Source data
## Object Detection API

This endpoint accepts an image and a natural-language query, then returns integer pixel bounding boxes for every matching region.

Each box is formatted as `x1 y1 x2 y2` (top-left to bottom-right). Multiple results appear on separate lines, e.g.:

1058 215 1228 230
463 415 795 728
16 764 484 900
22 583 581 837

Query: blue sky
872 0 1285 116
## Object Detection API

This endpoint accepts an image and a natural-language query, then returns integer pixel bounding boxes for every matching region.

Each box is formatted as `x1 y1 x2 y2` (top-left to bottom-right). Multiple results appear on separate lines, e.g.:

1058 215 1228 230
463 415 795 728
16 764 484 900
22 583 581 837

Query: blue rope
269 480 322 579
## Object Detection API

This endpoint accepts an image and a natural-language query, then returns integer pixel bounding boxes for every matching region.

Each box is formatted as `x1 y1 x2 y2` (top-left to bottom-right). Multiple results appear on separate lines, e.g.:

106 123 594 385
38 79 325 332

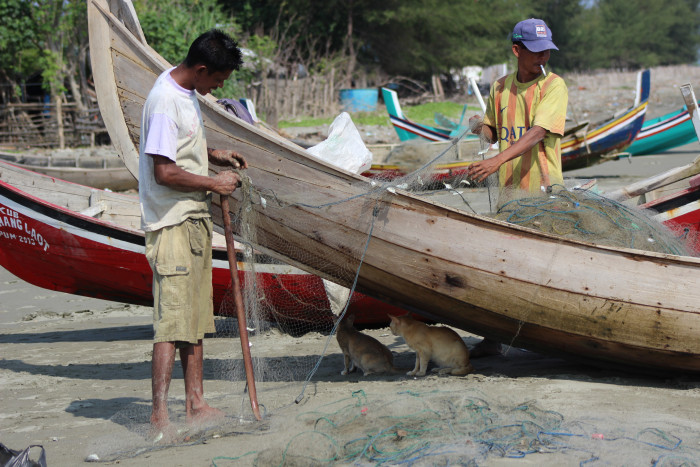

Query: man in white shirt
139 30 247 440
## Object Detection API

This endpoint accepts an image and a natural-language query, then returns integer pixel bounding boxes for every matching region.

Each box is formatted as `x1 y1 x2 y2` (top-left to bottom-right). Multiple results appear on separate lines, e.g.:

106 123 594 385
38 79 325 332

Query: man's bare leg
151 342 175 431
180 339 224 423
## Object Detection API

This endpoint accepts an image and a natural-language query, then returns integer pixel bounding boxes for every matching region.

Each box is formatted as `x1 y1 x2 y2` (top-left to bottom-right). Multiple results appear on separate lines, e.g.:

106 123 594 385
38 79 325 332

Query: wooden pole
221 196 262 420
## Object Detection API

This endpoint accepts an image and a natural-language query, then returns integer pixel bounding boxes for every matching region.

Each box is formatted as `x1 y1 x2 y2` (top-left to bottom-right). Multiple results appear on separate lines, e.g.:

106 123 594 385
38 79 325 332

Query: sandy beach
0 115 700 467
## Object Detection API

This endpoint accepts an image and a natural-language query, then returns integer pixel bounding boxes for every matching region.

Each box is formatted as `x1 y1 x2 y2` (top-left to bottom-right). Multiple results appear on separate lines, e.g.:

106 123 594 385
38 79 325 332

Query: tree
134 0 247 97
591 0 700 68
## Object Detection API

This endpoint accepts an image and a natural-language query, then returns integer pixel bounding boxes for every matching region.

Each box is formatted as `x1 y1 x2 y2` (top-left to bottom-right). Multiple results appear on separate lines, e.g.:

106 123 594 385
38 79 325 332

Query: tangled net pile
494 186 689 255
213 390 700 467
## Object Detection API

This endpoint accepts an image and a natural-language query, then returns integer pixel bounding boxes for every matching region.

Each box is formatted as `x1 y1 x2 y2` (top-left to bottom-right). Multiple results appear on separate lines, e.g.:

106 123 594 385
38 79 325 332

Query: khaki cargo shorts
146 218 215 344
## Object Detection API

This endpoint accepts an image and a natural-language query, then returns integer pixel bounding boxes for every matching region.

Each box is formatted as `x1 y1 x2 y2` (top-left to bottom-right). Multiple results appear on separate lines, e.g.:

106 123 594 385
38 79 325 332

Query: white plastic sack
307 112 372 174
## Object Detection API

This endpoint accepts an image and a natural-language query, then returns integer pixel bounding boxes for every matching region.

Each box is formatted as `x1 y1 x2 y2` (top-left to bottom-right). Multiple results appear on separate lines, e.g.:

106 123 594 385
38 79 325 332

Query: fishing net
93 112 691 465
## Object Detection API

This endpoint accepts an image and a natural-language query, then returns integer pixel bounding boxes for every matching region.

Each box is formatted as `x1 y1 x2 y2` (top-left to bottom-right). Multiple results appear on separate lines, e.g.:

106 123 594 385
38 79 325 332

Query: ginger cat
334 315 398 376
389 315 474 376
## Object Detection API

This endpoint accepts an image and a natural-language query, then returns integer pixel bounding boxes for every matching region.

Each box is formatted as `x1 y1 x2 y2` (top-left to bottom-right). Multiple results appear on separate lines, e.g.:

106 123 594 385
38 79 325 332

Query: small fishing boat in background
0 151 139 191
625 103 698 156
0 160 405 333
88 0 700 374
382 70 651 171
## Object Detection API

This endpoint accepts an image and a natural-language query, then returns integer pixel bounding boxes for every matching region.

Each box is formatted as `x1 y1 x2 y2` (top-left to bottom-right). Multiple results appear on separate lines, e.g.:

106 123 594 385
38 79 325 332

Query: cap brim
521 39 559 52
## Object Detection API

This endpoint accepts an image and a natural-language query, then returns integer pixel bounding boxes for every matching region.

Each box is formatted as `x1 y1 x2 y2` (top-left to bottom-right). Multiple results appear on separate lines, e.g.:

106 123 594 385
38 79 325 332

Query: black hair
184 29 243 73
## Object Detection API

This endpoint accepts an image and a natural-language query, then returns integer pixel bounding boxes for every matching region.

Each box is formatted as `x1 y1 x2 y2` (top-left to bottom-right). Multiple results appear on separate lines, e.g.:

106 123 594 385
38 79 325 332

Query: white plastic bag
307 112 372 174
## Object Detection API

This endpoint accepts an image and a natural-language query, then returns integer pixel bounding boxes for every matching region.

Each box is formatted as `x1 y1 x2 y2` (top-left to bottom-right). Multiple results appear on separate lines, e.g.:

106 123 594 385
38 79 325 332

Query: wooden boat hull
0 161 404 330
626 108 698 156
88 0 700 372
0 153 139 191
362 139 490 186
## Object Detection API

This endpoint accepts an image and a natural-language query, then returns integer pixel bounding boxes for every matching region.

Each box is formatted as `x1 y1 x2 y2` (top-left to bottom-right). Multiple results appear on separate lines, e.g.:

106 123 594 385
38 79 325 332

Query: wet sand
0 143 700 466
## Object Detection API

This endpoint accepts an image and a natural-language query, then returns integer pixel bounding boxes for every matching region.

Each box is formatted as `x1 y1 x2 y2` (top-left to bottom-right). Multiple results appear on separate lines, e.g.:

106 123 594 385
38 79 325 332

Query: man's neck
170 63 194 91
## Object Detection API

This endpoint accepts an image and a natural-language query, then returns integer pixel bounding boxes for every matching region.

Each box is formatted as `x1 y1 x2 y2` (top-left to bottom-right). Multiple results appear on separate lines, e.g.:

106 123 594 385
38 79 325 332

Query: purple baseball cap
510 18 559 52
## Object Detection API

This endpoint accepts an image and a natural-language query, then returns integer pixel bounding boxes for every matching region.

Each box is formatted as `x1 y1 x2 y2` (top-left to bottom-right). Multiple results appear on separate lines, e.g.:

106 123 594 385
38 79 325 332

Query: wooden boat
0 152 138 191
382 88 479 141
88 0 700 373
625 103 698 156
0 160 403 332
382 70 650 171
362 139 488 185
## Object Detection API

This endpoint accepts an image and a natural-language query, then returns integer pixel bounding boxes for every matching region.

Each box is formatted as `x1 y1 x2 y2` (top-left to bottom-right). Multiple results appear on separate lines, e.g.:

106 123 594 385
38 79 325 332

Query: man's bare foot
187 405 226 425
469 339 501 358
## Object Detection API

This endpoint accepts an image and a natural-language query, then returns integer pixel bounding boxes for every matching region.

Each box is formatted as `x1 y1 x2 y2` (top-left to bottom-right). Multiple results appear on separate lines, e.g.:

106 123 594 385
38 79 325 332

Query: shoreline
0 142 700 466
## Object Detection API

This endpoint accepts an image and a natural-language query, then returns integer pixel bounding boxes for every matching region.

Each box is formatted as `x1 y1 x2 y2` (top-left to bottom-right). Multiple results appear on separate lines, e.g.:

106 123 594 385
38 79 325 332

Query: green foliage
362 0 522 77
134 0 250 98
134 0 240 64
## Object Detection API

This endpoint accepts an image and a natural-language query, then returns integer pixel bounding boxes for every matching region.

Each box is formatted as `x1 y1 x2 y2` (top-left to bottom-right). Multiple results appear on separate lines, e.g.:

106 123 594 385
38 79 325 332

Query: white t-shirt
139 68 211 232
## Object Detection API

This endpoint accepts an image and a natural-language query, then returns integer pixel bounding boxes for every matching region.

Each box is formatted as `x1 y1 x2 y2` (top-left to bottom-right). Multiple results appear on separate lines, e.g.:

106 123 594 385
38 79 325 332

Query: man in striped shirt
468 19 568 200
467 19 568 357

What you should do: Report each line of the entries above that includes the word "shirt", copying every such line in full.

Answer in full:
Query: man in white shirt
Query: white t-shirt
Query: man in striped shirt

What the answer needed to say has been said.